• **TASK REQUIREMENTS**
(1) In the forum post about electronics work, what one word does John use to describe the firmware part of his job?
(2) Give the forum post about electronics work again from "Poor thing, i" to "products the firmware.", swapping "customers" for "clients".
(3) Carry on the forum post about electronics work, picking up after its last sentence.
== DOCUMENT
Poor thing, i guess i poked you right in your ego.
>
>Interestingly, so far at least, I find my electronic skills keep
>getting better as I age. I seem to be integrating more aspects of the
>science, and especially I'm better at architecture-level design, the
>big-picture signals-systems-analog-FPGA-software thing. So I meet with
>customers, define products, quantify the specs, write the manuals, do
>tests/breadboards/simulations if any, draw the schematic, do some but
>not all of the PCB layout, write the firmware, make it work, and price
>and help sell it. Lately I do delegate the detailed PCB layout, the
>FPGA design, the test set/test software, the Autocad/Solidworks
>mechanical details, and lately, on some products the firmware.
>
>On some products, I only get involved at the architecture and review
>levels, and of course get pulled in when things go wrong. I need to
>let the kids do some on their own.
>
>It *won't* break my heart to get out of the firmware part entirely -
>it's tedious - but I do have to write a very detailed firmware design
>spec, all the way down to algorithms, math formats, flow charts, and
>timing requirements. It's shocking how little "programmers" generally
>know about math and control theory and how long it actually takes for
>code to execute. I'm lucky to have found a guy who is a great
>programmer and an electronics hobbyist who actually knows one end of
>an oscilloscope probe from the other.
>
>Please tell us what you do.
>
>John

Me, i am more hobbyist these days. Though i did learn my ee courses and
graduate. Got a P.E. as well 'cause my PPE pays better for having one.
====
== DATA EXCERPTS
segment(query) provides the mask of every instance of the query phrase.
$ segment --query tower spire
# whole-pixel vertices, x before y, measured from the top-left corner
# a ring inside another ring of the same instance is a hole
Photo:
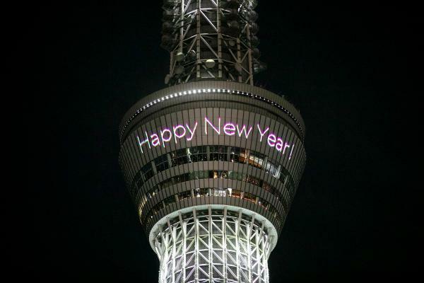
[[[259,60],[256,0],[164,0],[160,46],[170,52],[165,83],[220,80],[253,85]]]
====
• **ANSWERS FOR THE TASKS**
(1) Tedious.

(2)
Poor thing, i guess i poked you right in your ego.
>
>Interestingly, so far at least, I find my electronic skills keep
>getting better as I age. I seem to be integrating more aspects of the
>science, and especially I'm better at architecture-level design, the
>big-picture signals-systems-analog-FPGA-software thing. So I meet with
>clients, define products, quantify the specs, write the manuals, do
>tests/breadboards/simulations if any, draw the schematic, do some but
>not all of the PCB layout, write the firmware, make it work, and price
>and help sell it. Lately I do delegate the detailed PCB layout, the
>FPGA design, the test set/test software, the Autocad/Solidworks
>mechanical details, and lately, on some products the firmware.

(3)
From: John Larkin on
On Sun, 11 Jul 2010 20:52:11 -0700,
"JosephKK"<quiettechblue(a)yahoo.com> wrote:

>On Sun, 11 Jul 2010 08:13:16 -0700, John Larkin
><jjlarkin(a)highNOTlandTHIStechnologyPART.com> wrote:
>
>>On Sun, 11 Jul 2010 01:56:24 -0700,
>>"JosephKK"<quiettechblue(a)yahoo.com> wrote:
>>
>>>On Sat, 10 Jul 2010 09:00:46 -0700, John Larkin
>>><jjlarkin(a)highNOTlandTHIStechnologyPART.com> wrote:
>>>
>>>>On Sat, 10 Jul 2010 03:59:03 -0700,
>>>>"JosephKK"<quiettechblue(a)yahoo.com> wrote:
>>>>
>>>>>On Fri, 09 Jul 2010 07:59:23 -0700, John Larkin
>>>>><jjlarkin(a)highNOTlandTHIStechnologyPART.com> wrote:
>>>>>
>>>>>>On Fri, 09 Jul 2010 05:02:27 -0700,
>>>>>>"JosephKK"<quiettechblue(a)yahoo.com> wrote:
>>>>>>
>>>>>>>On Wed, 07 Jul 2010 19:44:14 -0700, John Larkin
>>>>>>><jjlarkin(a)highNOTlandTHIStechnologyPART.com> wrote:
>>>>>>>
>>>>>>>>On Wed, 07 Jul 2010 19:26:10 -0700,
>>>>>>>>"JosephKK"<quiettechblue(a)yahoo.com> wrote:
>>>>>>>>
>>>>>>>>>On Wed, 07 Jul 2010 10:39:10 -0700, John Larkin
>>>>>>>>><jjlarkin(a)highNOTlandTHIStechnologyPART.com> wrote:
>>>>>>>>>
>>>>>>>>>>On 7 Jul 2010 09:38:56 -0700, Winfield Hill
>>>>>>>>>><Winfield_member(a)newsguy.com> wrote:
>>>>>>>>>>
>>>>>>>>>>>Jim Thompson wrote...
>>>>>>>>>>>> John Larkin wrote:
>>>>>>>>>>>>> Adrian Jansen wrote:
>>>>>>>>>>>>>> Jim Thompson wrote:
>>>>>>>>>>>>[snip]
>>>>>>>>>>>>>>>
>>>>>>>>>>>>>>> Depends on the definition of "depends" :-)
>>>>>>>>>>>>>>> "Charge" IS conserved. So if you transfer Q from C1 to C2 >>>
>>>>>>>>>>>
>>>>>>>>>>>>>> If you conserve energy, then you must have
>>>>>>>>>>>>>> C1*V1^2 = C2*V2^2
>>>>>>>>>>>
>>>>>>>>>>>>> Right. If you dump all the energy from one charged cap into
>>>>>>>>>>>>> another, discharged, cap of a different value, and do it
>>>>>>>>>>>>> efficiently, charge is not conserved.
>>>>>>>>>>>>
>>>>>>>>>>>> John says, "...charge is not conserved."
>>>>>>>>>>>> Newbies are invited to Google on "conservation of charge".
>>>>>>>>>>>> (AND run the math problem I previously posted.)
>>>>>>>>>>>> John is so full of it I'd bet his eyes are brown ;-)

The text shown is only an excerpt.